Exercise details ▸
Extract the material from the line that has "of water with" through the last line, copying each line unchanged. Leave out the pictures.

--

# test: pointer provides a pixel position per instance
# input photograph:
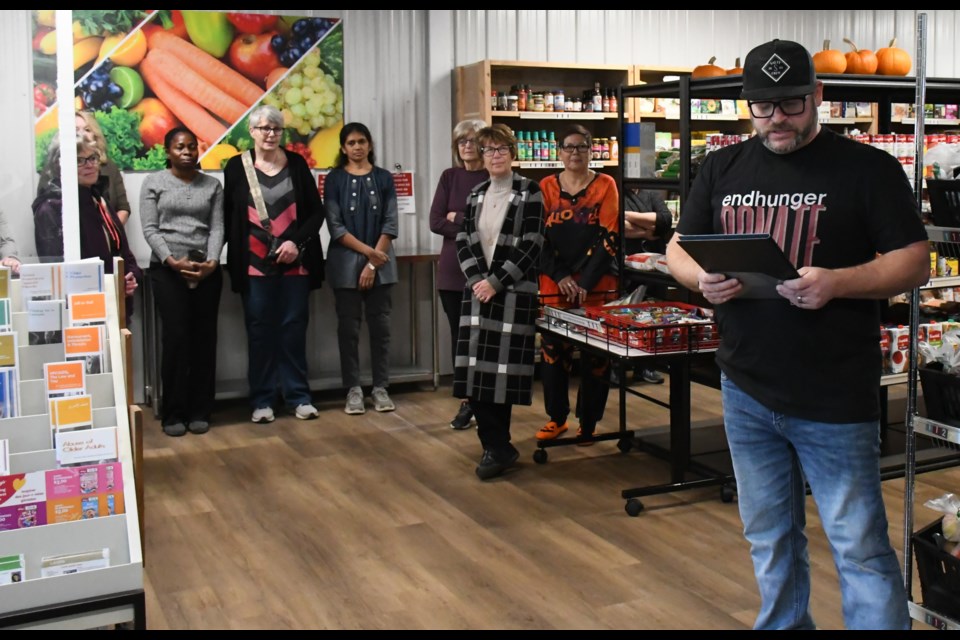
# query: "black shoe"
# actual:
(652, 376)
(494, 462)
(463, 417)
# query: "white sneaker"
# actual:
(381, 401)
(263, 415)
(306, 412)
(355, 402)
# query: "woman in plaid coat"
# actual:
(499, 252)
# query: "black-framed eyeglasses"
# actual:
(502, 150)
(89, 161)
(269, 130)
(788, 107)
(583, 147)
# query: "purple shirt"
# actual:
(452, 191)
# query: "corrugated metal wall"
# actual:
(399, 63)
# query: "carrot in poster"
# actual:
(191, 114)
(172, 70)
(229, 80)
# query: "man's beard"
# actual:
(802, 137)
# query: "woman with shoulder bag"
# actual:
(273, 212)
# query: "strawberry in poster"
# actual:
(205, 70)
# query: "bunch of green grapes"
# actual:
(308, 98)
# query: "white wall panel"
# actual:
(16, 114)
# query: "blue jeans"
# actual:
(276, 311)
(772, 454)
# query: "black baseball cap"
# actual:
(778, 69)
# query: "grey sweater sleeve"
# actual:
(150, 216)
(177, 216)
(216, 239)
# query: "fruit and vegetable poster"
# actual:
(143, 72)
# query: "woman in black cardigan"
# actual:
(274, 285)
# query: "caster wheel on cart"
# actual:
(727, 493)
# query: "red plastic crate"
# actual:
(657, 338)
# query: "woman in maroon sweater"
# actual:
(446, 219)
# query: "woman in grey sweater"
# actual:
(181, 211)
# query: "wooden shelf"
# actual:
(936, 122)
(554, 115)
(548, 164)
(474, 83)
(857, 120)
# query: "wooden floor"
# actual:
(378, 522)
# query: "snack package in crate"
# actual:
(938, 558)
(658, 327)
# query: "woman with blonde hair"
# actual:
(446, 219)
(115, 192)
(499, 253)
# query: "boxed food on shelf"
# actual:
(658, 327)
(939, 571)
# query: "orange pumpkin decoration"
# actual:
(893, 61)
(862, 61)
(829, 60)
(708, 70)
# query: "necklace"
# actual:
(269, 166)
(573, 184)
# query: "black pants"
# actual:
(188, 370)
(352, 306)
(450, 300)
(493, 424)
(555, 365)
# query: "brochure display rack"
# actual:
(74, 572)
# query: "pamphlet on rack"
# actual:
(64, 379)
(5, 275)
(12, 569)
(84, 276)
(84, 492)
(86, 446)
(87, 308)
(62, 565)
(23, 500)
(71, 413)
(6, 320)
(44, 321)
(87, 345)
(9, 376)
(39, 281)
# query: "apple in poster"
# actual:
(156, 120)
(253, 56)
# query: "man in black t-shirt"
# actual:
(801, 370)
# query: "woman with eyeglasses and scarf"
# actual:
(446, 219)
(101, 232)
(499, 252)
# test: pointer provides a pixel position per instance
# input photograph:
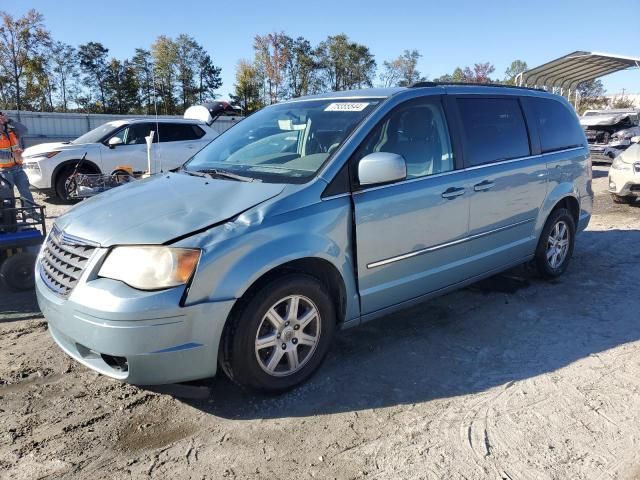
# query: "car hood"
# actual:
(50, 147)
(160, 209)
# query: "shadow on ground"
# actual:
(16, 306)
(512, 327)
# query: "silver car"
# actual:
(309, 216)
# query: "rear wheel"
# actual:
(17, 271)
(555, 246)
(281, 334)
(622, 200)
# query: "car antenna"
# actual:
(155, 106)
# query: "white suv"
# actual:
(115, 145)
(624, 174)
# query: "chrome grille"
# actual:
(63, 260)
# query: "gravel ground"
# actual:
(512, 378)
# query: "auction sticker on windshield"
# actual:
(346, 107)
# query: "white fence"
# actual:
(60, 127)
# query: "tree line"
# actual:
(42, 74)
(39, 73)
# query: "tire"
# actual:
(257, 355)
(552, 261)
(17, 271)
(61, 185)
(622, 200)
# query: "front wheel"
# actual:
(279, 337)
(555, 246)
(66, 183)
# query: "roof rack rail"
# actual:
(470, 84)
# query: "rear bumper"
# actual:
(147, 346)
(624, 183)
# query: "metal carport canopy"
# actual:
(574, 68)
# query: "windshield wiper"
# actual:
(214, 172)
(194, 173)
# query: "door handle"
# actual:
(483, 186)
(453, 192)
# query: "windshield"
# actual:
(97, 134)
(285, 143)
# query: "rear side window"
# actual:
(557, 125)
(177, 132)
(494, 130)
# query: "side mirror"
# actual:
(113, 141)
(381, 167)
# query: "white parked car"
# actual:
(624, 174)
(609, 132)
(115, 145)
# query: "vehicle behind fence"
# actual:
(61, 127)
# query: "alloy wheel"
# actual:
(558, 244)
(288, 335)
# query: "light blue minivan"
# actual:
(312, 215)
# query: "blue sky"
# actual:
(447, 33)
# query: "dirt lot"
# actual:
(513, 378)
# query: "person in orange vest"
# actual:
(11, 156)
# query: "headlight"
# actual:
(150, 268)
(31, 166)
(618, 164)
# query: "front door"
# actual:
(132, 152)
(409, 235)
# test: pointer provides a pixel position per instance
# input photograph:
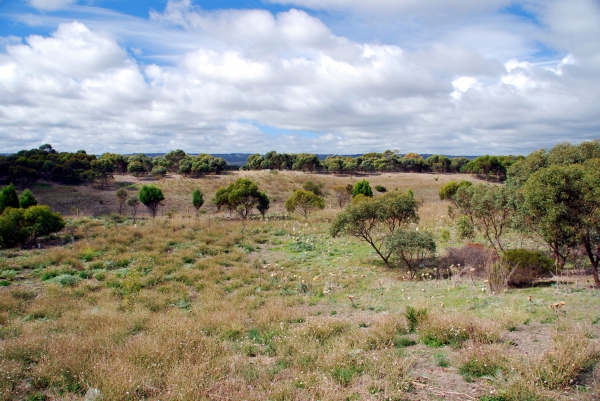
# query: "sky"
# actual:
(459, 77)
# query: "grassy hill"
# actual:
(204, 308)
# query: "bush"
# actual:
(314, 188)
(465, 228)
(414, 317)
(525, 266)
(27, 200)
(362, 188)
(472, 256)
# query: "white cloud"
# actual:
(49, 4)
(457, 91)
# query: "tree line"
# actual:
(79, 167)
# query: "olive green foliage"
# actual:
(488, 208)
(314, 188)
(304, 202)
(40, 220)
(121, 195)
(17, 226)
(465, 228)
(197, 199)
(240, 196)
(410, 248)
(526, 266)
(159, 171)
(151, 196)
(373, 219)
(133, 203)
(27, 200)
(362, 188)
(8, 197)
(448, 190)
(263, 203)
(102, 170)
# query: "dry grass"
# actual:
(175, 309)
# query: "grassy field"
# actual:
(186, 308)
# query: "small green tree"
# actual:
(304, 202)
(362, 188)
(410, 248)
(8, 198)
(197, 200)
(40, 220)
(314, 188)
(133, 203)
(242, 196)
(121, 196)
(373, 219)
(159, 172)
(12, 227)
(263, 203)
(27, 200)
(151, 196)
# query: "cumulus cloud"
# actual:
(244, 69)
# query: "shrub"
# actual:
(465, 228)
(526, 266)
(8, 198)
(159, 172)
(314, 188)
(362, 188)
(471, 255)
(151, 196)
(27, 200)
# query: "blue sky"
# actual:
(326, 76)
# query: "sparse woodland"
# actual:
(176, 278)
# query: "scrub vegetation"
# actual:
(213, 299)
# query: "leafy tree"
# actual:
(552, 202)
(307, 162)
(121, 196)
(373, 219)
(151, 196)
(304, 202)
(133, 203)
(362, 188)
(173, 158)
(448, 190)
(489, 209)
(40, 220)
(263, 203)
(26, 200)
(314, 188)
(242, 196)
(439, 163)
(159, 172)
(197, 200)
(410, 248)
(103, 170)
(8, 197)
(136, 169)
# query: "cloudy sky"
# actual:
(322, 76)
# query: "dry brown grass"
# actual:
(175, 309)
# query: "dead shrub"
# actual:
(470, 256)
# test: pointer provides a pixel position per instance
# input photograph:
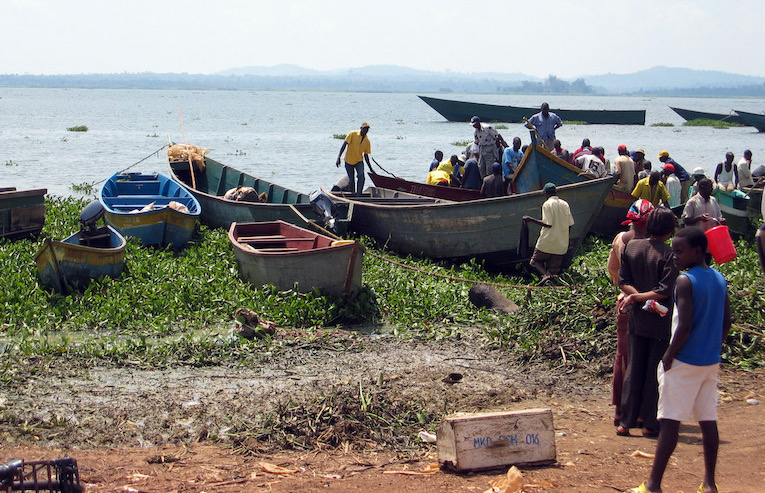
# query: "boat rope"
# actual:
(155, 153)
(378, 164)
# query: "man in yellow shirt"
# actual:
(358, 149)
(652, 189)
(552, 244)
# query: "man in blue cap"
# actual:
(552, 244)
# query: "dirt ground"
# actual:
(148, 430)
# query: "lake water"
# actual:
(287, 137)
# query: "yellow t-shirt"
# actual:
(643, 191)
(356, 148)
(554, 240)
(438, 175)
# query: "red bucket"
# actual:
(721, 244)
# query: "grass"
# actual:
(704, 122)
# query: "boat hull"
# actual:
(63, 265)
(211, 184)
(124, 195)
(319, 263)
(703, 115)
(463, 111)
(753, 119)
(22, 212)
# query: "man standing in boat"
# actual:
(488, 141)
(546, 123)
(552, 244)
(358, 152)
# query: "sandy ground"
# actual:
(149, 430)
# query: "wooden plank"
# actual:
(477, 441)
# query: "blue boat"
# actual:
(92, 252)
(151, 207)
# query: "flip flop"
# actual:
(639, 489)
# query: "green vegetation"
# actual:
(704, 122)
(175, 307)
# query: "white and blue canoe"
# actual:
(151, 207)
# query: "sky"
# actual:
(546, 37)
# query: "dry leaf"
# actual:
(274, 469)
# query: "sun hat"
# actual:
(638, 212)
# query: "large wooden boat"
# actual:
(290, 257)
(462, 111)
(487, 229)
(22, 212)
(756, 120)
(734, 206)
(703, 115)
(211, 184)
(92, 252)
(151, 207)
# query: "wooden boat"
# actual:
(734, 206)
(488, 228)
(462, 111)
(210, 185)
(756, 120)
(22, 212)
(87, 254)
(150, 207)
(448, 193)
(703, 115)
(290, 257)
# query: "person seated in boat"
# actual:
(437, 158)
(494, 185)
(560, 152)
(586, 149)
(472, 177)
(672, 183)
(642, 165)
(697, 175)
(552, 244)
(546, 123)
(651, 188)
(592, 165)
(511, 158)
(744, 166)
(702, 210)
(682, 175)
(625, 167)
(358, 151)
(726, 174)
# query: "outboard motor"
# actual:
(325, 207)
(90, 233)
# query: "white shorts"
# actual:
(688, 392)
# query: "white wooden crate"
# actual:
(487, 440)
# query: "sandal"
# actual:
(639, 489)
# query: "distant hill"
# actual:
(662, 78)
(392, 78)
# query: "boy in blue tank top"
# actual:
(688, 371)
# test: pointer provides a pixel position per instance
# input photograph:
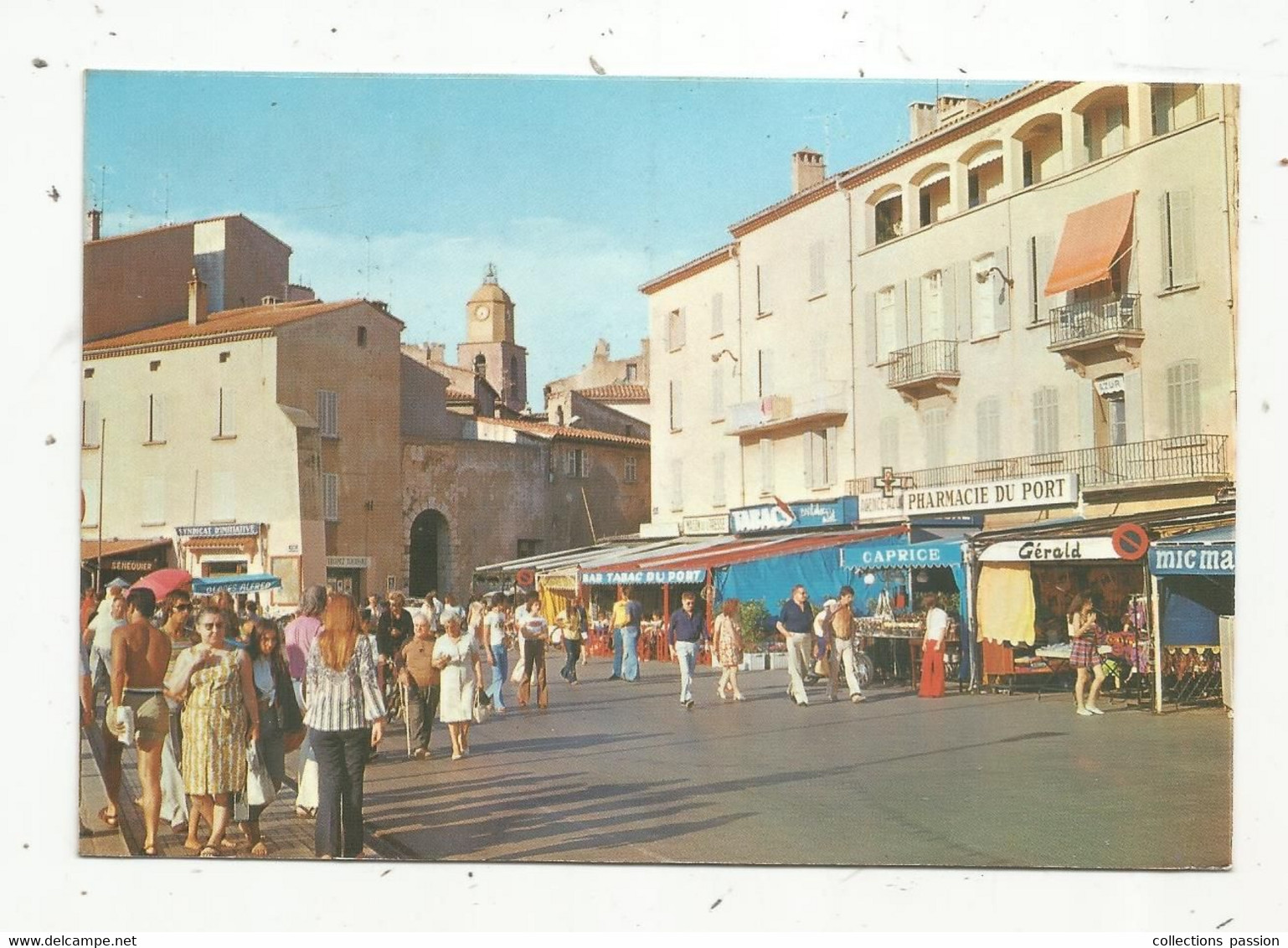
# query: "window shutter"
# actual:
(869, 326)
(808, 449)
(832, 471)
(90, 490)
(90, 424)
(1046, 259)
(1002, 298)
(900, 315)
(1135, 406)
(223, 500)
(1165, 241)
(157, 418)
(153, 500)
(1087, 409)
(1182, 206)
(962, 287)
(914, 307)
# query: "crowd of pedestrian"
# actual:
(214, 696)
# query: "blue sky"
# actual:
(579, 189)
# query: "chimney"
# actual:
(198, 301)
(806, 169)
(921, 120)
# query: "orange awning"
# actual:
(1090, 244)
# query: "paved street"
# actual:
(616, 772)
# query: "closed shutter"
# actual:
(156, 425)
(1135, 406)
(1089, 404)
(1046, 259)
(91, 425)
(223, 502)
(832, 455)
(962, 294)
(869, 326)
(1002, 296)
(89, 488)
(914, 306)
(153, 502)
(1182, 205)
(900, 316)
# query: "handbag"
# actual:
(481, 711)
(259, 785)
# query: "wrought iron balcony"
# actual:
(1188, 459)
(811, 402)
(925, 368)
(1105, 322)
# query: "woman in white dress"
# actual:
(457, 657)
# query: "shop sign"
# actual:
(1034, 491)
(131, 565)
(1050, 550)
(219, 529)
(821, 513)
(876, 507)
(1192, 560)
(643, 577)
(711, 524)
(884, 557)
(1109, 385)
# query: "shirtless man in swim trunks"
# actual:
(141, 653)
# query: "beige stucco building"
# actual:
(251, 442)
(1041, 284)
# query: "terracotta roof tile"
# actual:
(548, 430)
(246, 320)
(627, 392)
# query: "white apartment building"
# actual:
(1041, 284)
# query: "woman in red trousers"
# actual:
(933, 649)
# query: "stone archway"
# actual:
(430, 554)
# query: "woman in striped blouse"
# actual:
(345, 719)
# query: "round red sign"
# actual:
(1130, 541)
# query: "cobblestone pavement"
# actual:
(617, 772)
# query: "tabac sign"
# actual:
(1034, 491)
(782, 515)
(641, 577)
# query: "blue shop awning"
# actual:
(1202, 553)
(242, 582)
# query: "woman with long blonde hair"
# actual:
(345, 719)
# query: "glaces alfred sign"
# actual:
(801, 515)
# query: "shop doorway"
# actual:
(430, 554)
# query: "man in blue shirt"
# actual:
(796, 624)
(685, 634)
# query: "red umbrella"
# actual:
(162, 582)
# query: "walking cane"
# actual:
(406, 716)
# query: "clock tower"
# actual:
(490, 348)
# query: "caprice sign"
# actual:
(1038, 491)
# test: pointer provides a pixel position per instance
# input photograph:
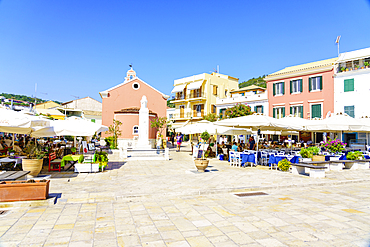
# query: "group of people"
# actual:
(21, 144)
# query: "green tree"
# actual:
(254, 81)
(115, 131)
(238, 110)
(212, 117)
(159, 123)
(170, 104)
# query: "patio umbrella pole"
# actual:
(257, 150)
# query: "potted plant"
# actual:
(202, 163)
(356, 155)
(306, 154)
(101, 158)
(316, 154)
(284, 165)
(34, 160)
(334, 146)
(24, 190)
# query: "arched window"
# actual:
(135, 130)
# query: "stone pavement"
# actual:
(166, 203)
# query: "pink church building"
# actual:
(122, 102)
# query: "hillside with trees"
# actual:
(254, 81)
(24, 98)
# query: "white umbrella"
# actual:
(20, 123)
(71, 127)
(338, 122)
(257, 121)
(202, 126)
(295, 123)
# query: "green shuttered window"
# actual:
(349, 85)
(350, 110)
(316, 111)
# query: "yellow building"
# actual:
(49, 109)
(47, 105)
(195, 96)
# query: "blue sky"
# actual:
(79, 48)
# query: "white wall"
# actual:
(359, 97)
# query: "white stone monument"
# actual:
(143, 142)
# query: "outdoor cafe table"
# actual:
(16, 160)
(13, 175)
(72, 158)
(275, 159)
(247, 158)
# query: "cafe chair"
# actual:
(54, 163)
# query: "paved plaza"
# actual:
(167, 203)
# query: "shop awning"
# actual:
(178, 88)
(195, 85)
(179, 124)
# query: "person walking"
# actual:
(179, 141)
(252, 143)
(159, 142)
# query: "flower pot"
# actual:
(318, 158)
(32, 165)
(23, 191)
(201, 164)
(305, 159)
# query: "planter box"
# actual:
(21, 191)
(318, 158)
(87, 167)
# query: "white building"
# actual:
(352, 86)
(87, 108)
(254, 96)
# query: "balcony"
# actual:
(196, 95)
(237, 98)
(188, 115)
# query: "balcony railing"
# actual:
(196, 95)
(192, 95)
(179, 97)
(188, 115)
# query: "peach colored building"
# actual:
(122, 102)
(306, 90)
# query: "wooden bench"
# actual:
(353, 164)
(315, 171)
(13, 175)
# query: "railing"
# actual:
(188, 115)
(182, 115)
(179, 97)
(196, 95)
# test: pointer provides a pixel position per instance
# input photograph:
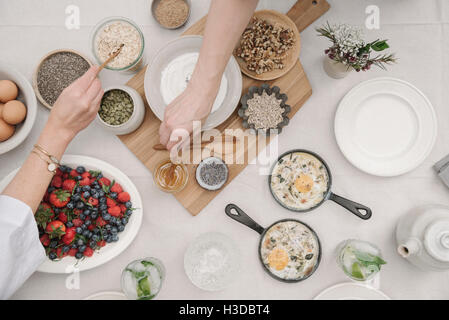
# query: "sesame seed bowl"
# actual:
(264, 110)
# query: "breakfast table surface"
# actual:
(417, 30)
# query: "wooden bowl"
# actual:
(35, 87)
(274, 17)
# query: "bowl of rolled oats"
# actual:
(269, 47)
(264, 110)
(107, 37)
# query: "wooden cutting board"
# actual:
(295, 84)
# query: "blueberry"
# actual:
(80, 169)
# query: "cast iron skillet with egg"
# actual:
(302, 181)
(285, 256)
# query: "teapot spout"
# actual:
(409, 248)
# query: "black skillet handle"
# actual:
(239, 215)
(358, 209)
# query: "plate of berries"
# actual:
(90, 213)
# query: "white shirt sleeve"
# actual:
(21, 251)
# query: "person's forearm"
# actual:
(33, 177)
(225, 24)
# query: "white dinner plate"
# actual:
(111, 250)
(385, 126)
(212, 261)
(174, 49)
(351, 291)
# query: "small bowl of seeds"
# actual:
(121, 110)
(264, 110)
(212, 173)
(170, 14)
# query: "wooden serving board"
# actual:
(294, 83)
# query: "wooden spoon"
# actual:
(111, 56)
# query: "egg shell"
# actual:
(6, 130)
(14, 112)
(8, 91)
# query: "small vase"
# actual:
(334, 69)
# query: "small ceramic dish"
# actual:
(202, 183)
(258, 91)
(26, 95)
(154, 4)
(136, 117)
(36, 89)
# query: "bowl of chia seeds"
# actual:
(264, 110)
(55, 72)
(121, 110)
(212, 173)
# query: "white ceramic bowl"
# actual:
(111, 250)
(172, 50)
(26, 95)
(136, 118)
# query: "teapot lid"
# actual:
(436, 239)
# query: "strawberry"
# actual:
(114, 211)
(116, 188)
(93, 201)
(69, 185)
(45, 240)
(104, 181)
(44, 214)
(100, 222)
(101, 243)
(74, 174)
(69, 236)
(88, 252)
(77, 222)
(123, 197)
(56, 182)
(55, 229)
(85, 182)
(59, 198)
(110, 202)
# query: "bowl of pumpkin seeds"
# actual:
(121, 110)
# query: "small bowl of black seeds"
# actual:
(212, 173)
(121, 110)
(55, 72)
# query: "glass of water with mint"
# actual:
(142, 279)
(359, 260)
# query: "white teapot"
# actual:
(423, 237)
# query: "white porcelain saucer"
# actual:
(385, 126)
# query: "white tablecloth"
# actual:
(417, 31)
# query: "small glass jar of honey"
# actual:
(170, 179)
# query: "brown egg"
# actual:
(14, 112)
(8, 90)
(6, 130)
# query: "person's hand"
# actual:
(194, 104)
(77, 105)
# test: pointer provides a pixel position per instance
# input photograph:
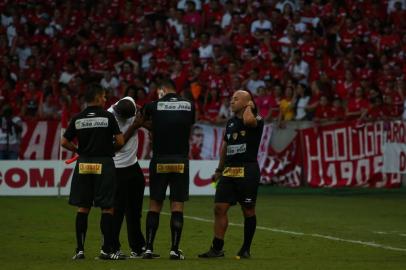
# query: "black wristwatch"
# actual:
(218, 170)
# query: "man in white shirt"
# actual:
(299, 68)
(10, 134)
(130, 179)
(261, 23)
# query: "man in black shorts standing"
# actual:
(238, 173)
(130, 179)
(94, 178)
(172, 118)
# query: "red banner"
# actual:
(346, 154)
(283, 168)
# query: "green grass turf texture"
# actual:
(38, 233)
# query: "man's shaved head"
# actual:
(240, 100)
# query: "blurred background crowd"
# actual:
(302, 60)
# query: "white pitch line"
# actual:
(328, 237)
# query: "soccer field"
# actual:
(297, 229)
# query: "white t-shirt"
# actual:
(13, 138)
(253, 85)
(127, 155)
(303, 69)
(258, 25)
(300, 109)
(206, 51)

--

Task response ▸
# query: "glass of water with mint"
# actual:
(142, 279)
(359, 260)
# query: "white teapot"
# actual:
(423, 237)
# query: "white porcelain saucer"
# actual:
(385, 126)
# query: "white tablecloth"
# actual:
(417, 31)
# query: "small glass jar of honey"
# actual:
(170, 179)
# query: "brown egg"
# actual:
(14, 112)
(8, 90)
(6, 130)
# query: "person's hand"
# actual:
(194, 104)
(77, 105)
# test: pointer provides a pixel position per instance
# input photograph:
# query: "black wristwatch"
# actual:
(218, 170)
# query: "man in white shirt"
# actual:
(299, 68)
(10, 134)
(130, 179)
(261, 23)
# query: "man in black shorts standing"
# actual:
(238, 173)
(130, 179)
(94, 178)
(172, 118)
# query: "red banner"
# actual:
(346, 154)
(283, 168)
# query: "green grass turf texture"
# actual:
(38, 233)
# query: "man's shaved head"
# actual:
(240, 100)
# query: "blurred background crowd"
# actual:
(302, 60)
# query: "white pitch line"
# actual:
(328, 237)
# query: "soccer field"
# actual:
(297, 229)
# query: "white t-shirt"
# actual:
(13, 138)
(253, 85)
(127, 155)
(303, 69)
(258, 25)
(300, 109)
(206, 51)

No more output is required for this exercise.